Supplied records —
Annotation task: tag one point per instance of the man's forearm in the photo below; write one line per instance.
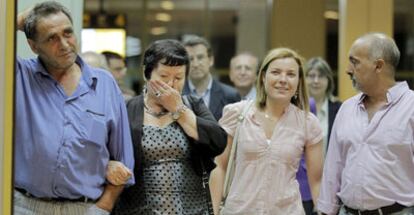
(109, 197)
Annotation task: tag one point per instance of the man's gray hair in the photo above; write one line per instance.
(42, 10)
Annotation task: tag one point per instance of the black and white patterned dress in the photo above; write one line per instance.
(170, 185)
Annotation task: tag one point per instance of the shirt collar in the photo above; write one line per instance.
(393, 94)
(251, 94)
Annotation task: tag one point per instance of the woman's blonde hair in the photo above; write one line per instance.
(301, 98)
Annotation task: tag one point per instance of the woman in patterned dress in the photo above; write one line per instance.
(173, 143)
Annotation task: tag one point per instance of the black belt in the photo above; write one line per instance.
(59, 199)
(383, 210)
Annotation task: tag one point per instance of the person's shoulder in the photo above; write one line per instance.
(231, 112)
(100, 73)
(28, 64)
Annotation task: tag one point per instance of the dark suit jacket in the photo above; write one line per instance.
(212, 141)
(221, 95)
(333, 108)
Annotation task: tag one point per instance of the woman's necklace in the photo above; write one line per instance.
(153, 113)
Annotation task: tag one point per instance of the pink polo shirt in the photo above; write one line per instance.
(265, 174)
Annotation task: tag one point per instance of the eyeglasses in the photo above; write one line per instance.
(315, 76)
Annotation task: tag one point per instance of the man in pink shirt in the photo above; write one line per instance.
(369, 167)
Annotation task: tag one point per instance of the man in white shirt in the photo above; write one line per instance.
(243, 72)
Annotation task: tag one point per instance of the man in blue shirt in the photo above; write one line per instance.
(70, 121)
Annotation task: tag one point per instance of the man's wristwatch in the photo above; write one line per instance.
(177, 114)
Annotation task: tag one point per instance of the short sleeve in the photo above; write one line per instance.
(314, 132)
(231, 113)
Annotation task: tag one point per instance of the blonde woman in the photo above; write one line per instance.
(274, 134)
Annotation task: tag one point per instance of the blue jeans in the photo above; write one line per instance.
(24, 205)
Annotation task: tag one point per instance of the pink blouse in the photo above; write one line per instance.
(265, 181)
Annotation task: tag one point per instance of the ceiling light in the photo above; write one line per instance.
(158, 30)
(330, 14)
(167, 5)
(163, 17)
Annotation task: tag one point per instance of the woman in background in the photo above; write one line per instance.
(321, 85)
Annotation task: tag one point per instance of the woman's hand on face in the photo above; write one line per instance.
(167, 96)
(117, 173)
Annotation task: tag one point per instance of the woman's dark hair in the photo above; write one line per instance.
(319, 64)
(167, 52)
...
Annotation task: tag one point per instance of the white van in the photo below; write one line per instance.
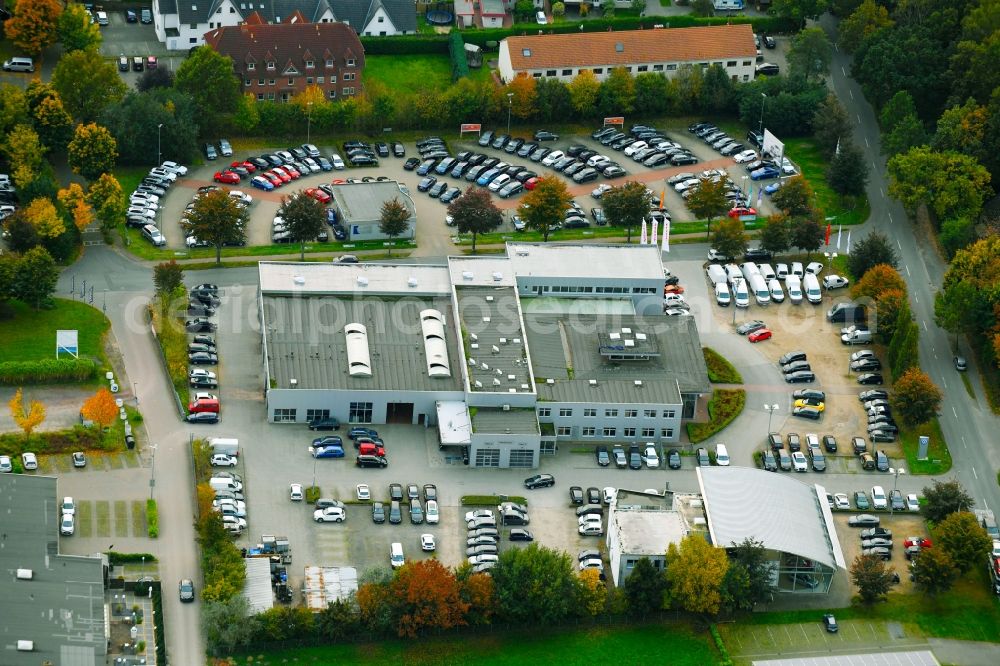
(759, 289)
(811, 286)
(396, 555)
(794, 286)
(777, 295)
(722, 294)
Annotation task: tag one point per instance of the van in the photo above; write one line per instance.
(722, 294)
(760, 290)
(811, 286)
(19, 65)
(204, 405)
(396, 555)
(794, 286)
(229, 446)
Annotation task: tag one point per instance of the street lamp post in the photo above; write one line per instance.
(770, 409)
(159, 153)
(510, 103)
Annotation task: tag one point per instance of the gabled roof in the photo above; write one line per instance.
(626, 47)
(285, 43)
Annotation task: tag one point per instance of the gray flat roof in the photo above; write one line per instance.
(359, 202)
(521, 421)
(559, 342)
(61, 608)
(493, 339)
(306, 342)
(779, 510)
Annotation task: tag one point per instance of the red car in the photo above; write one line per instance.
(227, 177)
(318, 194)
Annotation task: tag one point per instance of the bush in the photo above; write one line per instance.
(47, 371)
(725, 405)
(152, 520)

Prompt —
Count the lines in the records above that contain the word "blonde", and give only that number.

Exercise solution —
2